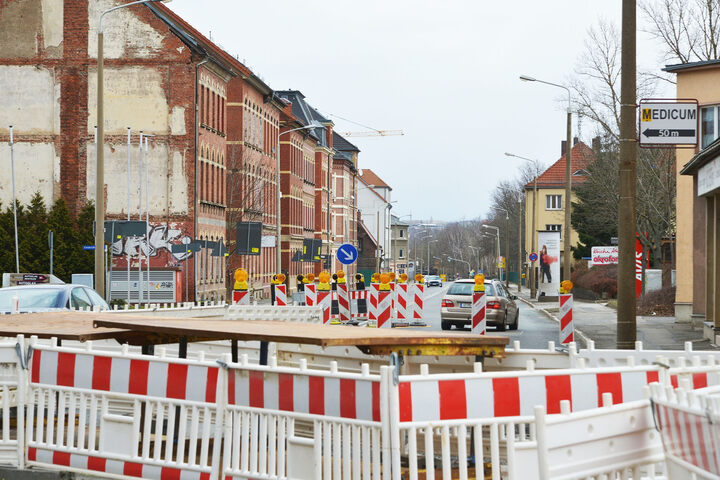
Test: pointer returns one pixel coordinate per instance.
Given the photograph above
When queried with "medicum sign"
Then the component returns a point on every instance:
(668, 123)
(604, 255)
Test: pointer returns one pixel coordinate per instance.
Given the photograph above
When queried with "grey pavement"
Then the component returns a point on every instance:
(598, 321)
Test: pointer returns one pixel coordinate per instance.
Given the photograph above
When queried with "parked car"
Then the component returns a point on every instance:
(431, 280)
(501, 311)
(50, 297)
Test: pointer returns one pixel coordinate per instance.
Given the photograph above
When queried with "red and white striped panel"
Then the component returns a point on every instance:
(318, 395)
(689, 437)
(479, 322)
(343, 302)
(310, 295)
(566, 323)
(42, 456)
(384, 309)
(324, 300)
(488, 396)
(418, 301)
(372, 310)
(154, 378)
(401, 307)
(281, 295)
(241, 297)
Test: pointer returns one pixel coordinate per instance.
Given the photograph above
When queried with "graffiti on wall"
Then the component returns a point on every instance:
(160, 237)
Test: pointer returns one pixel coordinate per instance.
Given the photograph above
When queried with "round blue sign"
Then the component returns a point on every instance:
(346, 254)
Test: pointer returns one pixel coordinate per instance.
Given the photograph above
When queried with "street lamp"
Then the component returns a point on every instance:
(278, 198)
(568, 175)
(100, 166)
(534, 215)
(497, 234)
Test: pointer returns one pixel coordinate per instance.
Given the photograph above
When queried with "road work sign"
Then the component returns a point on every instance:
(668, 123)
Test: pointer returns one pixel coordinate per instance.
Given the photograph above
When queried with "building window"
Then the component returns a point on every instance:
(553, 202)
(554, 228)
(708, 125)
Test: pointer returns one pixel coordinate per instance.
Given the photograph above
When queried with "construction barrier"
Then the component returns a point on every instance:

==

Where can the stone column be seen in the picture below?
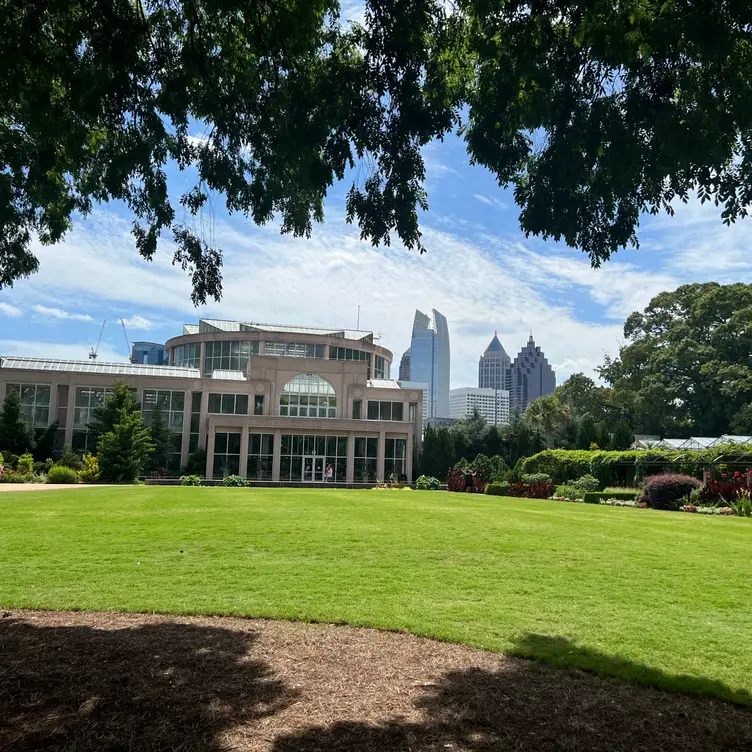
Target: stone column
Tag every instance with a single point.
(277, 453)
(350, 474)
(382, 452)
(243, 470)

▶ INSTRUCTIONS FOR THE TASK:
State how many lines of the listing include the word "When". Reply with the number alone.

▶ FINISHED TASK:
10